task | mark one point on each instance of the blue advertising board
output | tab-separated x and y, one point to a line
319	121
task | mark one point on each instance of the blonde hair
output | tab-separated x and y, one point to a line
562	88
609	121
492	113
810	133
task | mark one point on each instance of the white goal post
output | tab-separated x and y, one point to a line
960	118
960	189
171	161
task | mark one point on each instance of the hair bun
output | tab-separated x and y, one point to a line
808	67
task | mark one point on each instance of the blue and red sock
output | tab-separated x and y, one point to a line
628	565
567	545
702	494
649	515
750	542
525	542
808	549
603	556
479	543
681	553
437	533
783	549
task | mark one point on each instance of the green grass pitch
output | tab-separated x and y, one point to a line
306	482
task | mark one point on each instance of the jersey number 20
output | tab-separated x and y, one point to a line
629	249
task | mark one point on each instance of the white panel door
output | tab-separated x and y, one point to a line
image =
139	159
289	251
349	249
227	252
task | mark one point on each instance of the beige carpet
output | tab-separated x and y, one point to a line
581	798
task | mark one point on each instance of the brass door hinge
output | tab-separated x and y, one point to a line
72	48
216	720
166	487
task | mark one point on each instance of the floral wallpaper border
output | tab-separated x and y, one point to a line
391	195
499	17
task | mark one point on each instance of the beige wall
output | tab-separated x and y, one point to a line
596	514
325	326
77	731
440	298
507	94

○ ○ ○ ○ ○ ○ ○

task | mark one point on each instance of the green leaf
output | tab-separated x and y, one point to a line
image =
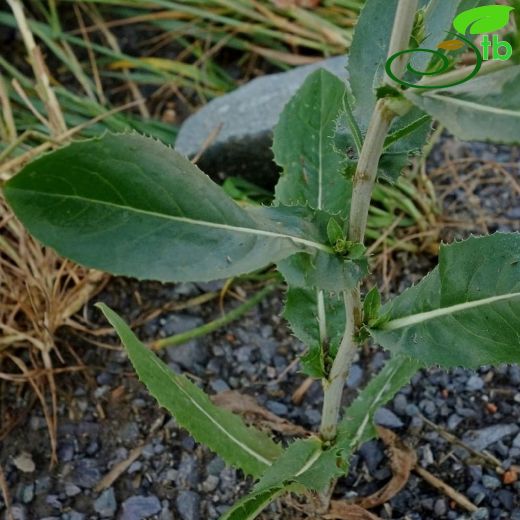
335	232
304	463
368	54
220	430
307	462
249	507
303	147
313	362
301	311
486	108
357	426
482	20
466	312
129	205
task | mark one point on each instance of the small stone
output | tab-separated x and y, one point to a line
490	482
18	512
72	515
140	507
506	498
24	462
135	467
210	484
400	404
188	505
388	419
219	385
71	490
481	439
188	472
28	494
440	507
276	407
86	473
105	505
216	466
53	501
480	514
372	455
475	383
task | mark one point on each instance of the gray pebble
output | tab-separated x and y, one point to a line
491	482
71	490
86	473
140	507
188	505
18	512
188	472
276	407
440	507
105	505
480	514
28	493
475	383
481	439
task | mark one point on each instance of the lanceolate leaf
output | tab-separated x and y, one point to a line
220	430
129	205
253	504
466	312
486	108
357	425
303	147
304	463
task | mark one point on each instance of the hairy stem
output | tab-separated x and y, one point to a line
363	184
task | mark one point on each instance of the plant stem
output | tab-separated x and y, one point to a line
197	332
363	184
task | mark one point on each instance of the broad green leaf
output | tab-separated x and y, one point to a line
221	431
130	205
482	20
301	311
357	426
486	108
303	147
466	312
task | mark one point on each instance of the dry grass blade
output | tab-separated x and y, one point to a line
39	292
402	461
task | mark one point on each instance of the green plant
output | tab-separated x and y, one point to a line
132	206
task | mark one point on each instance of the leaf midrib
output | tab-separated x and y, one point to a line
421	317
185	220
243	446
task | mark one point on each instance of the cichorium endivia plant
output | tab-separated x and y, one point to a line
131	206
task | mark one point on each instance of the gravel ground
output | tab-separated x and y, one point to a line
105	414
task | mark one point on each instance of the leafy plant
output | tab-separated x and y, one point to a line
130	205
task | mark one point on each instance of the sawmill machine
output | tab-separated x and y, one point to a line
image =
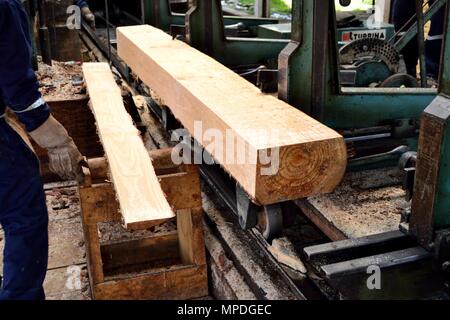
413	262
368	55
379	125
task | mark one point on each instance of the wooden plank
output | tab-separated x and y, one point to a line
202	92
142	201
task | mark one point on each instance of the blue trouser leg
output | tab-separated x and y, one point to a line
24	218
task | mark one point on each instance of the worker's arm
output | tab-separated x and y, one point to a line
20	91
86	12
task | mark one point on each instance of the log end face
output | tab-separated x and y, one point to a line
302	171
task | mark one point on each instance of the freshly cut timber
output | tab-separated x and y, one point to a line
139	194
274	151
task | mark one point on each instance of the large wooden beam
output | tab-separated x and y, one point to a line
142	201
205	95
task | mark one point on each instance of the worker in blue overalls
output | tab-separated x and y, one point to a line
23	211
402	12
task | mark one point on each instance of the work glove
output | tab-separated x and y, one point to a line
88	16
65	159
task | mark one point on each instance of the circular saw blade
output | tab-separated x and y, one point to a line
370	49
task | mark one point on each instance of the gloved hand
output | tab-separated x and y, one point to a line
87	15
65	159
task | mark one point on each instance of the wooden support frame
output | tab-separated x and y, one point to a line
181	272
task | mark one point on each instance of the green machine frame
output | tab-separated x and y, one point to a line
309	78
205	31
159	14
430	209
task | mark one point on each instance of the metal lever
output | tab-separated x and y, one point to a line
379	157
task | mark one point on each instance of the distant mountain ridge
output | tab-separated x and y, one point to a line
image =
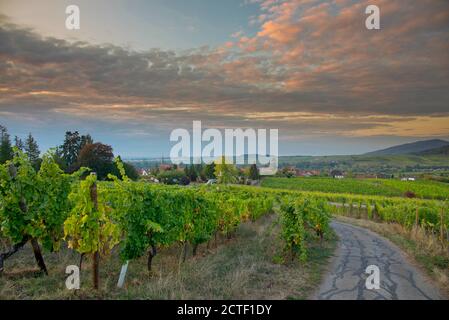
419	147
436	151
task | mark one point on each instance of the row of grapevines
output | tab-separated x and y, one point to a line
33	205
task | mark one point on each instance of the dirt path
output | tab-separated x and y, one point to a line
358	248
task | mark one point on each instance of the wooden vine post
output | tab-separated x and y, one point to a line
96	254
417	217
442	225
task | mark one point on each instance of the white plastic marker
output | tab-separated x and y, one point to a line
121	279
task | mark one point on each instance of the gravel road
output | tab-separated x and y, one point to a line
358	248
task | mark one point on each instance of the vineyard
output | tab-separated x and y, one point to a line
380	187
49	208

○ ○ ○ ○ ○ ○ ○

> TASK TO CARRY OUT
Select each line in the items above that contains the string "blade". Case matters.

> COMPLETED EXERCISE
task | mark one point on each instance of the dry grass blade
task | mark one point on each instance of the circular saw blade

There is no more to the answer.